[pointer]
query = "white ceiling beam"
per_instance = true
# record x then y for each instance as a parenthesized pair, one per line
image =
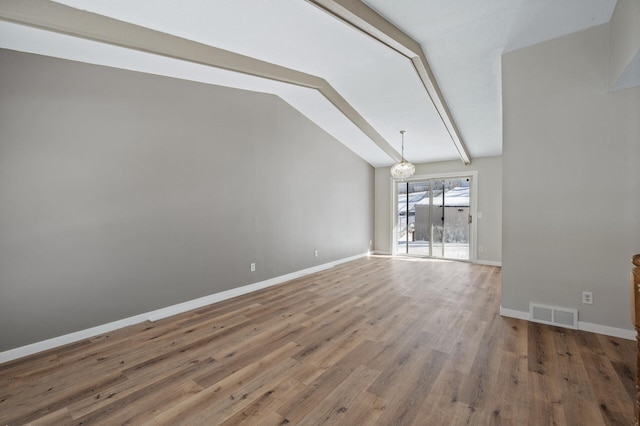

=====

▶ [Written task]
Output every line of the material above verbatim, omitting the picture.

▶ [Final result]
[pointer]
query = "white ceiling beam"
per_instance = true
# record x then y for each instance as a parenthesized pair, one per line
image =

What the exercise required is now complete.